- **EXERCISE REQUIREMENTS**
In the passage on the Imam Ali Al Sharqi Mosque, what year was a courtyard built around the shrine to shelter visitors?

- **QUOTED PASSAGE**

Mosque in the Maysan Governorate, Iraq

The Imam Ali Al Sharqi Mosque (مسجد الإمام علي الشرقي) is a mosque and mausoleum, located on the eastern bank of the Tigris River in the city of Ali Al Sharqi, in the Maysan Governorate of Iraq. The mosque was named in honor of Sayyid Ali al-Sharji, known locally as Ali al-Sharqi, an 11th-century saint, who was buried in the mausoleum. The mosque was established in 1959 as a replacement of the 1885 mausoleum.

== History ==
=== Sayyid Ali al-Sharji ===
Sayyid Ali al-Sharji was a descendant of the fourth Rashidun caliph, Ali ibn Abi Talib, through his son Hasan ibn Ali. He was a cousin of the famed Sunni scholar and Sufi mystic 'Abd al-Qadir al-Jilani. The exact period of time he lived in is not clear, however 'Abd al-Karim al-Nadwi wrote that Sayyid Ali al-Sharji was a contemporary of the Abbasid caliph, al-Qadir and lived in the 11th century. According to Ibn 'Inaba, a genealogist and scholar, Sayyid Ali al-Sharji was from the Hijaz and migrated to Iraq from there in the late 10th century. He is known locally as Ali al-Sharqi, the epithet al-Sharqi meaning "eastern one" because of the presence of his grave on the east of the Tigris River.

=== Construction of the mosque ===
The mausoleum of Ali al-Sharji was a dilapidated domed structure surrounded by a large forest. The forest was later cleared for urbanisation in 1885 and then plans were made for a larger shrine complex to replace the outdated structure. In 1950, a courtyard was built around the shrine for shelter of the visitors. The mausoleum was eventually demolished and, in 1959, replaced with a new, large mosque over the grave of Sayyid Ali al-Sharji.

- **LISTED RECORDS**
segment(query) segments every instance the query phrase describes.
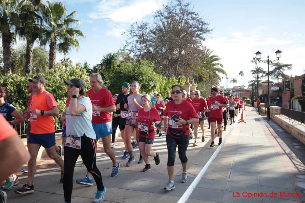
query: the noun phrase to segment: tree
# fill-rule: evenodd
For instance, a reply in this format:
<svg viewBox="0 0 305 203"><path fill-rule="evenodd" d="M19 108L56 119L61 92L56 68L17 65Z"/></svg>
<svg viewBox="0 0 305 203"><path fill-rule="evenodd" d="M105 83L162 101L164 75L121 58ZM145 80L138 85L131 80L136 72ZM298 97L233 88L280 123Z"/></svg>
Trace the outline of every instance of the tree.
<svg viewBox="0 0 305 203"><path fill-rule="evenodd" d="M66 58L66 56L64 57L63 58L60 60L60 63L62 65L65 67L65 68L67 68L69 67L72 65L73 62L72 60L70 59L70 58Z"/></svg>
<svg viewBox="0 0 305 203"><path fill-rule="evenodd" d="M121 50L154 62L156 72L167 77L192 75L200 62L202 42L210 31L208 23L183 0L170 1L153 17L151 25L131 25Z"/></svg>
<svg viewBox="0 0 305 203"><path fill-rule="evenodd" d="M77 12L73 11L66 15L66 9L61 2L47 1L47 3L52 16L48 18L42 32L41 44L44 46L49 44L49 68L51 69L56 61L56 51L65 54L71 51L71 47L77 51L79 49L78 38L85 37L81 30L74 28L78 27L81 23L75 19Z"/></svg>

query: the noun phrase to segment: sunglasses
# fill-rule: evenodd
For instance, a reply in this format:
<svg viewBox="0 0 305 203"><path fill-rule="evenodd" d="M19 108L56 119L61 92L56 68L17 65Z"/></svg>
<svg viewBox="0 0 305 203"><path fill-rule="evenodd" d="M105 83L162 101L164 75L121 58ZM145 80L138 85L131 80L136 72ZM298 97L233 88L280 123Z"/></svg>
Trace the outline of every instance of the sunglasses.
<svg viewBox="0 0 305 203"><path fill-rule="evenodd" d="M176 93L176 94L179 94L181 93L182 93L182 91L180 90L176 90L172 91L172 94L174 94L175 93Z"/></svg>

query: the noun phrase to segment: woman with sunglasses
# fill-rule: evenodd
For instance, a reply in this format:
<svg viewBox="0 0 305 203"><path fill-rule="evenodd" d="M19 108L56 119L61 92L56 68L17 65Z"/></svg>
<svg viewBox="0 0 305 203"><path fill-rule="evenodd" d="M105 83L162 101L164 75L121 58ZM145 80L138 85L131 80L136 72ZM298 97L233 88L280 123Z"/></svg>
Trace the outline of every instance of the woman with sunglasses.
<svg viewBox="0 0 305 203"><path fill-rule="evenodd" d="M157 95L157 98L158 95ZM142 96L141 103L143 108L139 110L138 116L139 126L139 147L142 156L145 162L145 167L143 171L146 172L151 169L149 156L154 157L156 165L160 163L159 153L152 150L155 138L155 125L160 123L161 118L158 110L152 108L150 97L148 94Z"/></svg>
<svg viewBox="0 0 305 203"><path fill-rule="evenodd" d="M182 165L181 182L188 180L186 167L188 159L186 150L190 140L190 124L199 122L198 115L192 104L183 98L183 88L179 85L172 87L172 96L174 101L167 103L164 111L164 126L167 131L166 144L167 148L167 172L169 180L164 189L170 191L175 188L174 182L176 149L178 146L179 158Z"/></svg>
<svg viewBox="0 0 305 203"><path fill-rule="evenodd" d="M84 81L77 78L65 80L64 82L67 85L68 94L72 95L65 115L68 136L64 155L65 201L71 202L74 168L80 155L87 170L96 183L97 190L93 202L100 202L106 189L103 185L102 175L96 164L96 135L91 123L92 104L90 98L85 96L84 89L87 85Z"/></svg>
<svg viewBox="0 0 305 203"><path fill-rule="evenodd" d="M125 125L125 139L124 140L125 146L128 150L129 158L126 163L126 166L130 166L135 161L135 158L132 154L132 146L130 142L131 135L135 130L135 140L137 142L139 143L139 130L138 124L138 116L139 110L143 108L142 106L141 100L142 95L139 92L140 89L140 84L137 81L134 81L131 83L131 88L132 94L127 98L127 103L124 105L124 107L128 110L128 118L126 120ZM142 163L144 160L141 154L138 163Z"/></svg>
<svg viewBox="0 0 305 203"><path fill-rule="evenodd" d="M4 87L0 87L0 114L11 125L18 125L23 122L23 118L18 110L6 102L9 98L9 93ZM13 117L15 118L14 120L13 120ZM12 174L7 178L5 185L1 188L2 190L8 190L18 183L19 181L17 176Z"/></svg>

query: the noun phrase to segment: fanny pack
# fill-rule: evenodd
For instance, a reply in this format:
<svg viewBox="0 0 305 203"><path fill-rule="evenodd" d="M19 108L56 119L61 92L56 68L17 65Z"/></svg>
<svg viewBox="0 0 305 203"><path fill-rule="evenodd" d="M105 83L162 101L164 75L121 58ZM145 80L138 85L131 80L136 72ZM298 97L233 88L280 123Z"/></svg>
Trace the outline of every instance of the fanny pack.
<svg viewBox="0 0 305 203"><path fill-rule="evenodd" d="M177 137L178 138L181 138L185 134L185 133L186 133L188 131L188 129L187 129L186 130L184 131L174 129L170 127L169 127L168 129L169 130L170 133L171 135L173 136Z"/></svg>

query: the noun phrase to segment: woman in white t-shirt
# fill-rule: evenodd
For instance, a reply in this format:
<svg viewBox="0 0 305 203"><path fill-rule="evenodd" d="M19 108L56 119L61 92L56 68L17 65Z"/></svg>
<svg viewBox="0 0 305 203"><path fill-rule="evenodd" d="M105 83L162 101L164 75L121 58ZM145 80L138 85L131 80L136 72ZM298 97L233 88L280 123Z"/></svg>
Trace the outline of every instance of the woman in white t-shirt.
<svg viewBox="0 0 305 203"><path fill-rule="evenodd" d="M96 167L96 138L91 123L92 105L85 96L84 81L76 78L65 80L67 91L72 95L66 114L67 139L64 155L63 191L65 201L70 203L75 163L80 155L84 163L96 183L97 190L94 202L100 202L106 192L101 172Z"/></svg>

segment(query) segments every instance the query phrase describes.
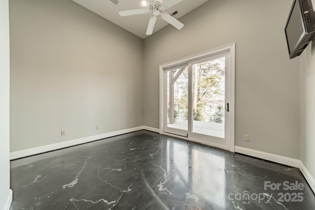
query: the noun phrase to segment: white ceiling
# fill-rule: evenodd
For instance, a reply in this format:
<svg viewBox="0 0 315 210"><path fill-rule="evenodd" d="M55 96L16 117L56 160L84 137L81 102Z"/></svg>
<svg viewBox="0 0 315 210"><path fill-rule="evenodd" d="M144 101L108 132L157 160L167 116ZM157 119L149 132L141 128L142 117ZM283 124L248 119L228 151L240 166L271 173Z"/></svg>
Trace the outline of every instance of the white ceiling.
<svg viewBox="0 0 315 210"><path fill-rule="evenodd" d="M120 11L146 8L141 5L141 0L119 0L119 2L117 5L110 0L72 0L142 39L149 36L146 35L146 31L149 20L151 16L150 14L126 17L121 17L118 14ZM178 13L174 17L178 19L208 0L184 0L164 11L171 14L177 10ZM183 23L185 25L185 23ZM168 23L162 20L160 16L158 16L153 33L168 25ZM174 30L177 30L175 28Z"/></svg>

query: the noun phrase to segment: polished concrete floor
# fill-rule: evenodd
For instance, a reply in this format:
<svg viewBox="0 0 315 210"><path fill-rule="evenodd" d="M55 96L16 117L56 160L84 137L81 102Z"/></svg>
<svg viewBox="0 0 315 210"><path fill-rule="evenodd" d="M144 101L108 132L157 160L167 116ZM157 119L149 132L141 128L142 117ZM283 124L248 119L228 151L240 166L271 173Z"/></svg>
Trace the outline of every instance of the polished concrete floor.
<svg viewBox="0 0 315 210"><path fill-rule="evenodd" d="M12 210L314 210L296 168L140 131L11 162Z"/></svg>

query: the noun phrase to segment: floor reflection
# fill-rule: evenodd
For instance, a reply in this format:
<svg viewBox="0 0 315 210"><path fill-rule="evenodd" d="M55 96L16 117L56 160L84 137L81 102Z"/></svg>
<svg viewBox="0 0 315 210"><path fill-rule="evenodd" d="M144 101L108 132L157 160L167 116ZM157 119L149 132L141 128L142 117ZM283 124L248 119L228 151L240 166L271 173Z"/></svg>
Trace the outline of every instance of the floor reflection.
<svg viewBox="0 0 315 210"><path fill-rule="evenodd" d="M303 183L303 201L265 181ZM297 169L147 131L12 161L11 187L12 210L315 209Z"/></svg>
<svg viewBox="0 0 315 210"><path fill-rule="evenodd" d="M173 141L167 141L166 150L170 181L186 192L186 202L191 209L209 205L225 209L223 157L194 148L193 145ZM171 163L175 163L172 168Z"/></svg>

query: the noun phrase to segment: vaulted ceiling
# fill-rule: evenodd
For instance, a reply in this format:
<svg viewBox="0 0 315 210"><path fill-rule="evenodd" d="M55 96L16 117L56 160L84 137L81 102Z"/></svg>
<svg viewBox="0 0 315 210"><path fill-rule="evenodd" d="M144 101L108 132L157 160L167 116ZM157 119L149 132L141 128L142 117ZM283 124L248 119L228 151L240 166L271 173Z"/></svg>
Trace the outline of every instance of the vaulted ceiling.
<svg viewBox="0 0 315 210"><path fill-rule="evenodd" d="M142 39L148 36L146 35L146 31L149 20L152 16L151 14L121 17L118 13L120 11L146 8L141 5L141 0L72 0ZM168 0L164 0L167 1ZM207 1L208 0L183 0L167 8L164 11L170 14L177 11L178 13L174 17L178 19ZM185 23L183 23L185 25ZM153 33L168 24L161 18L160 16L158 16ZM177 30L175 28L174 30Z"/></svg>

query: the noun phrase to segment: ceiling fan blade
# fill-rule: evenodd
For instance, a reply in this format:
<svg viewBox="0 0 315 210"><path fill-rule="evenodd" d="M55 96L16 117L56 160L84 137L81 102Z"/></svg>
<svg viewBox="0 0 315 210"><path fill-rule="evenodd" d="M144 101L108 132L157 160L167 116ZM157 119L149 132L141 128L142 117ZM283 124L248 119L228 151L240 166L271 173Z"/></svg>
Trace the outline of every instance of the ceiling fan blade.
<svg viewBox="0 0 315 210"><path fill-rule="evenodd" d="M109 0L116 5L119 2L118 0Z"/></svg>
<svg viewBox="0 0 315 210"><path fill-rule="evenodd" d="M148 24L148 29L147 29L147 32L146 34L151 35L153 32L153 29L154 28L154 25L156 24L156 21L157 21L157 17L156 16L152 16L150 18L149 21L149 24Z"/></svg>
<svg viewBox="0 0 315 210"><path fill-rule="evenodd" d="M119 14L121 16L128 16L129 15L140 15L147 14L149 11L146 9L131 9L131 10L121 11Z"/></svg>
<svg viewBox="0 0 315 210"><path fill-rule="evenodd" d="M179 30L181 30L183 27L184 27L184 24L166 12L162 14L161 17L163 20L166 21L167 23L169 23Z"/></svg>
<svg viewBox="0 0 315 210"><path fill-rule="evenodd" d="M164 4L166 8L170 7L177 3L183 1L183 0L164 0Z"/></svg>

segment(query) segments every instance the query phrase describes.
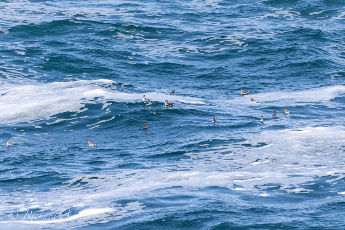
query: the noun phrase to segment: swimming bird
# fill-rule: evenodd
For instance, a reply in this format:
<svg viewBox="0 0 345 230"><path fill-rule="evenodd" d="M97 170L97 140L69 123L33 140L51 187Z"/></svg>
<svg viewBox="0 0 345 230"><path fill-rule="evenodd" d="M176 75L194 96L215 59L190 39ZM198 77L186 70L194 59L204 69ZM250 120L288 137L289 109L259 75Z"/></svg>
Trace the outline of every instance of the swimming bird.
<svg viewBox="0 0 345 230"><path fill-rule="evenodd" d="M144 101L150 101L151 99L147 99L145 97L145 95L144 95L144 97L142 97L142 100Z"/></svg>
<svg viewBox="0 0 345 230"><path fill-rule="evenodd" d="M252 102L253 102L253 103L256 103L258 102L257 101L256 101L255 100L253 100L253 98L251 98L250 100L252 100Z"/></svg>
<svg viewBox="0 0 345 230"><path fill-rule="evenodd" d="M216 118L215 118L215 116L212 115L212 117L213 117L213 120L212 120L212 122L214 122L214 123L217 122L217 120L216 120Z"/></svg>
<svg viewBox="0 0 345 230"><path fill-rule="evenodd" d="M286 107L285 107L285 113L287 113L288 114L290 114L291 113L290 112L290 111L287 110L287 108Z"/></svg>
<svg viewBox="0 0 345 230"><path fill-rule="evenodd" d="M94 143L91 143L91 141L88 141L87 142L89 143L89 146L91 147L91 146L95 146L97 144L95 144Z"/></svg>
<svg viewBox="0 0 345 230"><path fill-rule="evenodd" d="M245 94L247 94L248 92L249 92L249 90L247 90L247 91L244 91L243 89L241 88L241 95L244 95Z"/></svg>
<svg viewBox="0 0 345 230"><path fill-rule="evenodd" d="M170 102L168 102L168 100L165 100L165 105L168 106L172 106L175 103L170 103Z"/></svg>
<svg viewBox="0 0 345 230"><path fill-rule="evenodd" d="M146 124L146 122L144 122L144 125L142 127L143 129L147 129L147 125Z"/></svg>
<svg viewBox="0 0 345 230"><path fill-rule="evenodd" d="M14 144L14 143L11 143L10 142L10 140L9 140L8 139L7 139L7 145L8 146L11 146L12 144Z"/></svg>

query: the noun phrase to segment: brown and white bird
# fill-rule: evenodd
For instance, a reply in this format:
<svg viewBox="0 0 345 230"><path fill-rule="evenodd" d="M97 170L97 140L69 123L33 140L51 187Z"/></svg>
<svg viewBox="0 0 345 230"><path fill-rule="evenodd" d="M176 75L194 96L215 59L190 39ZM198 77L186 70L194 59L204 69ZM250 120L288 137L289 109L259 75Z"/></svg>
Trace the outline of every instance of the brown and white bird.
<svg viewBox="0 0 345 230"><path fill-rule="evenodd" d="M150 101L151 99L147 99L145 97L145 95L144 95L142 97L142 100L144 101Z"/></svg>
<svg viewBox="0 0 345 230"><path fill-rule="evenodd" d="M168 102L168 100L165 100L165 105L168 106L172 106L175 103L170 103Z"/></svg>
<svg viewBox="0 0 345 230"><path fill-rule="evenodd" d="M147 125L146 124L146 122L144 122L144 125L142 126L143 129L147 129Z"/></svg>
<svg viewBox="0 0 345 230"><path fill-rule="evenodd" d="M95 143L91 143L91 142L90 141L88 141L87 142L89 143L89 146L90 147L91 146L94 146L97 144L95 144Z"/></svg>
<svg viewBox="0 0 345 230"><path fill-rule="evenodd" d="M287 113L288 114L290 114L290 113L291 113L290 112L290 111L289 111L289 110L287 110L287 108L286 107L285 107L285 113Z"/></svg>
<svg viewBox="0 0 345 230"><path fill-rule="evenodd" d="M11 145L12 145L14 144L14 143L11 143L10 142L10 140L9 140L8 139L7 139L7 145L8 146L11 146Z"/></svg>
<svg viewBox="0 0 345 230"><path fill-rule="evenodd" d="M212 122L216 123L217 122L217 120L216 120L216 118L215 118L215 116L212 115L212 117L213 118L213 120L212 120Z"/></svg>
<svg viewBox="0 0 345 230"><path fill-rule="evenodd" d="M241 95L244 95L246 94L247 94L248 92L249 92L249 90L247 90L247 91L244 91L243 89L241 88Z"/></svg>

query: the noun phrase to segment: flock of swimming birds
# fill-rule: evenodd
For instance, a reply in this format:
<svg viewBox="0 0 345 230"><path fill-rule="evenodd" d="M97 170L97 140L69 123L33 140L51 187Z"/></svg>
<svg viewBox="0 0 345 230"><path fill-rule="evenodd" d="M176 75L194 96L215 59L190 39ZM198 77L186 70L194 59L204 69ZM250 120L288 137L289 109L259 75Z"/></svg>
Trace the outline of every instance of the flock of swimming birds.
<svg viewBox="0 0 345 230"><path fill-rule="evenodd" d="M247 90L246 91L243 91L243 88L241 88L241 95L246 95L246 94L248 94L248 93L249 92L249 91L250 91L250 90ZM172 91L170 93L170 95L175 95L175 89L172 90ZM147 98L146 98L146 97L145 97L145 95L144 95L144 96L143 96L143 97L142 97L142 100L145 102L146 102L147 101L151 101L151 99L148 99ZM258 102L258 101L257 100L255 100L253 99L252 98L250 98L250 100L251 100L251 101L252 101L252 102L253 102L253 103L256 103L256 102ZM167 100L165 100L165 105L166 106L172 106L175 104L175 103L170 103L169 102L168 102ZM290 114L290 113L291 113L290 112L290 111L289 111L289 110L287 110L287 108L286 107L285 107L285 113L287 113L287 114ZM277 114L276 114L276 111L275 110L274 110L274 112L273 113L273 115L272 115L272 116L273 117L277 117ZM217 122L217 120L216 120L216 118L215 118L215 116L214 115L212 115L212 117L213 118L213 119L212 120L212 122L213 122L213 123L215 123L215 122ZM259 120L259 121L261 121L261 122L264 122L264 116L261 116L261 119L260 119ZM144 122L144 125L142 126L142 128L143 129L147 129L147 128L148 128L147 124L146 124L146 122L145 121L145 122ZM95 144L95 143L91 143L91 142L89 140L87 142L87 143L89 143L89 146L90 147L91 147L92 146L96 146L96 145L97 145L97 144ZM7 139L7 146L9 146L13 145L14 144L14 143L11 143L11 142L10 142L10 140L9 139Z"/></svg>

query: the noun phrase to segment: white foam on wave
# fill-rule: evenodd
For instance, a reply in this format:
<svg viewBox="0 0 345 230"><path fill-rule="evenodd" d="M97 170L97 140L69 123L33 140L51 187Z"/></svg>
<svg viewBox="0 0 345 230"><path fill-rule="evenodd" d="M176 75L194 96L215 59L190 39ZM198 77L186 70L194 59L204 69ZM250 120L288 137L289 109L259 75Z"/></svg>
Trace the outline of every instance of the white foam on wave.
<svg viewBox="0 0 345 230"><path fill-rule="evenodd" d="M309 15L313 15L314 14L319 14L321 13L322 13L322 12L324 12L324 11L326 11L325 10L321 10L321 11L318 11L317 12L313 12L313 13L309 13Z"/></svg>
<svg viewBox="0 0 345 230"><path fill-rule="evenodd" d="M345 160L343 126L271 131L245 135L244 138L246 140L239 143L225 142L221 149L204 146L204 151L187 152L185 155L189 158L174 163L177 166L173 168L169 162L162 161L155 169L78 177L49 193L23 193L20 197L14 197L5 195L0 210L3 214L8 214L14 209L22 212L22 216L23 212L34 209L40 212L48 208L48 213L53 214L63 207L59 212L62 213L77 207L80 208L73 220L83 226L142 212L144 203L136 201L124 206L116 201L160 196L160 193L164 194L166 189L173 187L197 189L217 186L236 192L249 191L264 198L280 193L312 193L310 186L317 184L315 178L325 177L323 182L335 185L345 177L342 163ZM260 163L251 163L253 162ZM183 171L176 171L179 169ZM332 191L327 188L323 189ZM29 188L26 189L30 191ZM344 194L339 191L337 195ZM89 217L86 220L77 218L85 216ZM27 220L29 220L21 221ZM59 222L63 227L70 226L65 219L43 221L45 223L36 223Z"/></svg>
<svg viewBox="0 0 345 230"><path fill-rule="evenodd" d="M66 112L80 113L85 111L83 108L89 103L102 103L102 109L104 109L111 104L106 103L108 100L123 102L142 101L142 94L119 92L116 90L117 86L115 84L117 83L106 80L22 86L7 84L0 89L0 106L2 108L0 120L3 124L30 122L49 120L54 115ZM192 97L173 97L157 92L146 95L152 102L162 103L167 99L175 103L205 104L201 99ZM95 98L97 100L95 100ZM58 118L47 124L74 119Z"/></svg>

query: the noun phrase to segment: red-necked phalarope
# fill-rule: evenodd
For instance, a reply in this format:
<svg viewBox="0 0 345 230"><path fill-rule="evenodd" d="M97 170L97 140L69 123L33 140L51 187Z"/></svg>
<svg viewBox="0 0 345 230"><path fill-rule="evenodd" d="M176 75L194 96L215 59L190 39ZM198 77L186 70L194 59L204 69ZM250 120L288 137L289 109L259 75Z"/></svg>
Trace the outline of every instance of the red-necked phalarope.
<svg viewBox="0 0 345 230"><path fill-rule="evenodd" d="M252 102L253 102L253 103L256 103L258 102L257 101L256 101L255 100L253 100L253 98L250 98L250 100L251 100Z"/></svg>
<svg viewBox="0 0 345 230"><path fill-rule="evenodd" d="M213 118L213 120L212 120L212 122L217 122L217 120L216 120L216 118L215 118L215 116L212 115L212 117Z"/></svg>
<svg viewBox="0 0 345 230"><path fill-rule="evenodd" d="M290 112L290 111L287 110L287 108L286 107L285 107L285 113L287 113L288 114L290 114L291 113Z"/></svg>
<svg viewBox="0 0 345 230"><path fill-rule="evenodd" d="M165 105L168 106L171 106L175 103L170 103L170 102L168 102L168 100L165 100Z"/></svg>
<svg viewBox="0 0 345 230"><path fill-rule="evenodd" d="M145 97L145 95L144 95L142 97L142 100L144 101L150 101L151 99L147 99Z"/></svg>
<svg viewBox="0 0 345 230"><path fill-rule="evenodd" d="M243 89L241 88L241 95L244 95L245 94L247 94L248 92L249 92L249 90L247 90L247 91L244 91Z"/></svg>
<svg viewBox="0 0 345 230"><path fill-rule="evenodd" d="M144 126L142 126L142 128L143 129L147 128L147 125L146 124L146 122L144 122Z"/></svg>
<svg viewBox="0 0 345 230"><path fill-rule="evenodd" d="M10 142L10 140L9 140L8 139L7 139L7 145L8 145L8 146L11 146L12 144L14 144L14 143L11 143Z"/></svg>
<svg viewBox="0 0 345 230"><path fill-rule="evenodd" d="M89 146L90 147L94 146L95 146L97 144L95 144L94 143L91 143L91 141L88 141L87 142L89 143Z"/></svg>

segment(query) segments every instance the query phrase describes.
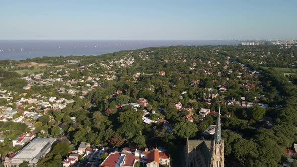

- **REPLY TO THE EXERCISE**
1950